--- ACTIVITY ---
Identify each line in the records below that contains the word "window", and copy it.

Collected data:

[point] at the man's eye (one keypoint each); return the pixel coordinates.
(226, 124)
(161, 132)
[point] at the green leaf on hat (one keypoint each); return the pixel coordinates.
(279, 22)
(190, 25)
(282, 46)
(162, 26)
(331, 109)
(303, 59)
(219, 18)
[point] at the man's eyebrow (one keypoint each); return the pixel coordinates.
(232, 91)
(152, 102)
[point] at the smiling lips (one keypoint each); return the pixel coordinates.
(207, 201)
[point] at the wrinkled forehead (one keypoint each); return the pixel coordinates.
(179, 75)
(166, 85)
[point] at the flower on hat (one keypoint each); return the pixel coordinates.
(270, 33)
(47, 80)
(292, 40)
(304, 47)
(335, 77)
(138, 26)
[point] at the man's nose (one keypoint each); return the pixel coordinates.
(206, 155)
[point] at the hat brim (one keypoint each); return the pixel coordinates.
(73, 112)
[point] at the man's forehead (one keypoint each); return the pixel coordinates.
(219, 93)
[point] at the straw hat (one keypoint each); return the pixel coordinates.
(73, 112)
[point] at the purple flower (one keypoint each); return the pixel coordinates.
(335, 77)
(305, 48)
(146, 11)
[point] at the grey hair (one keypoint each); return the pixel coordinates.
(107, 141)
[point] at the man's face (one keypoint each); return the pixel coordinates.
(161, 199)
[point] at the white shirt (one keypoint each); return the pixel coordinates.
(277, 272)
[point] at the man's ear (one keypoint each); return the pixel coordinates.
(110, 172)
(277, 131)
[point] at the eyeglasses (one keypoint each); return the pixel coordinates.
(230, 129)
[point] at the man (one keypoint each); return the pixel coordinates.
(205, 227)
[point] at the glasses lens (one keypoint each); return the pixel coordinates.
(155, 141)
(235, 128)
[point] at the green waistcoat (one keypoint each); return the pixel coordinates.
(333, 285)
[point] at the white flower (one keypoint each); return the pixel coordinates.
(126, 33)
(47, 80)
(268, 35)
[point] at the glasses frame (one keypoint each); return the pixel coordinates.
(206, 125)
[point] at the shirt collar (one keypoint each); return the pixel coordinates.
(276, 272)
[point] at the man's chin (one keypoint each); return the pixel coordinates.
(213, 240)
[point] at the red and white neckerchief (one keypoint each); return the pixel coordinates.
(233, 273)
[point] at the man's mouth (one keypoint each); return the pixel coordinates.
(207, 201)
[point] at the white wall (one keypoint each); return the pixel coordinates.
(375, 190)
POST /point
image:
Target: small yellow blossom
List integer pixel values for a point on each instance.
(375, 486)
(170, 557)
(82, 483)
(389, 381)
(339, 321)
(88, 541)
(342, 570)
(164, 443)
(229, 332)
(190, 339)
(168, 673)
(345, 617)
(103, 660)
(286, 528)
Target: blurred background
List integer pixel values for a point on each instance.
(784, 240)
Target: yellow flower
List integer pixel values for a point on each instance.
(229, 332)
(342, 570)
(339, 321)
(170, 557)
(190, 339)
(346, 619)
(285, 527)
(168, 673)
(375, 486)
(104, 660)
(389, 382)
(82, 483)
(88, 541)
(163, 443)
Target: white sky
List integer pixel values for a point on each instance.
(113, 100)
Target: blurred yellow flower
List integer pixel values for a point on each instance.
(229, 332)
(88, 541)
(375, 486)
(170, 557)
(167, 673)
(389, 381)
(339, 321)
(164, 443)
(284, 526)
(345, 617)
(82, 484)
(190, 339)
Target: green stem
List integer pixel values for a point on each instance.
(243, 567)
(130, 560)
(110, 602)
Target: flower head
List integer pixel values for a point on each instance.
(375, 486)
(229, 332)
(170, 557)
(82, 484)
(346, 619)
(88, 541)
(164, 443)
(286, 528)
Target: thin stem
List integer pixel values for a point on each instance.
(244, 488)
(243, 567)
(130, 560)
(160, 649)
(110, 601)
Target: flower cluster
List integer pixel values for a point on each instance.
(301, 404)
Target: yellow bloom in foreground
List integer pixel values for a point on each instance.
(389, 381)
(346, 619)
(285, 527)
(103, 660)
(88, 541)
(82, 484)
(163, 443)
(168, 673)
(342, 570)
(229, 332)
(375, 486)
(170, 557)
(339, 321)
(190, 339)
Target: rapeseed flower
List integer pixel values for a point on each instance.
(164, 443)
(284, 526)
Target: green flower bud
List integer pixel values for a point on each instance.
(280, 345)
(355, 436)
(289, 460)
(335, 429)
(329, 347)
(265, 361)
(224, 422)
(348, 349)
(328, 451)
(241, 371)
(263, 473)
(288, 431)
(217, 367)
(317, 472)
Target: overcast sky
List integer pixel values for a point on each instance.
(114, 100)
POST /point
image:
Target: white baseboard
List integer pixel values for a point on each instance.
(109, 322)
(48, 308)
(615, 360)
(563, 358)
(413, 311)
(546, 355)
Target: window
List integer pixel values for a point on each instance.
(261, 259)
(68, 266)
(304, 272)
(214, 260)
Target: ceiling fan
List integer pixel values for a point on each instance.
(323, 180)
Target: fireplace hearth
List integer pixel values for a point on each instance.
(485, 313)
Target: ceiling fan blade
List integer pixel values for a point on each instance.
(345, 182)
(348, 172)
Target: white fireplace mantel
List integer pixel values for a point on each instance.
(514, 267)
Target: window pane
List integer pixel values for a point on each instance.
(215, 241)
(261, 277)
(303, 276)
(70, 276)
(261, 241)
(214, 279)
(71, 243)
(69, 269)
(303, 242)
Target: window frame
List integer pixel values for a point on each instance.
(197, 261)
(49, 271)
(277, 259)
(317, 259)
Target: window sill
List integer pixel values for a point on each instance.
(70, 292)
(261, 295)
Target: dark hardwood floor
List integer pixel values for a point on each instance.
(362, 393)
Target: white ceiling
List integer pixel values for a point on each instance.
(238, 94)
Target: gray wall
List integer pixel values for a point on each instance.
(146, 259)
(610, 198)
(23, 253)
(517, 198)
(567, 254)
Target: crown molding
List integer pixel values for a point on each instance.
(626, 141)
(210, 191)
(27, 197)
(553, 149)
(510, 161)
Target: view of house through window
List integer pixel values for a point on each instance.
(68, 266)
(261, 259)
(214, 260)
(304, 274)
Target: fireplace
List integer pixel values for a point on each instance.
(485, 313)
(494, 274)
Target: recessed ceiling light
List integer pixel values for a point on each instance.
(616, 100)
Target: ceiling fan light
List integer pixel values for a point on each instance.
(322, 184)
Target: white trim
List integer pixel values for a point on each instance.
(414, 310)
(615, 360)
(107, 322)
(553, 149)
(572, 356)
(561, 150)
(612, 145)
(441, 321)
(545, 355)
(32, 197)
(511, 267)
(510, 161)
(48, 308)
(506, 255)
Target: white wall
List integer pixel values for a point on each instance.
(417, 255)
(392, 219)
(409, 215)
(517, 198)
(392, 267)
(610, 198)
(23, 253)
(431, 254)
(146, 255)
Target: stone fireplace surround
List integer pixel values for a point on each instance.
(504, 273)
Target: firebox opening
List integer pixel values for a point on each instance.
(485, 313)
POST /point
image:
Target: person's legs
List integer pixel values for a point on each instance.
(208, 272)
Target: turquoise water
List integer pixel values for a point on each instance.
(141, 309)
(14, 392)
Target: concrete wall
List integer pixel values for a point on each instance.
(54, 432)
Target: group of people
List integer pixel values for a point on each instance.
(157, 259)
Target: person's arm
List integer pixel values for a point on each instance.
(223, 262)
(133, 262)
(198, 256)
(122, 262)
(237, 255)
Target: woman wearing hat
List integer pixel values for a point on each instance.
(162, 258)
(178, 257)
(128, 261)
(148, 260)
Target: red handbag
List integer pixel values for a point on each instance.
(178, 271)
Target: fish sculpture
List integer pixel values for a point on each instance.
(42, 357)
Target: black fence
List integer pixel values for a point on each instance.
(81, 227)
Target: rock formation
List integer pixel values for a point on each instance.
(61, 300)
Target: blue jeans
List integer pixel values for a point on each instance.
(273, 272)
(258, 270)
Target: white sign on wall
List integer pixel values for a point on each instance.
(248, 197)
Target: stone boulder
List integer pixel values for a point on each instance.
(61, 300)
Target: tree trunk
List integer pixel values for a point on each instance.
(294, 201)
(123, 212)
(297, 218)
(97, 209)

--- YOUR SOLUTION ---
Target: window
Target: window pane
Target: window frame
Target: window sill
Target: view of house through window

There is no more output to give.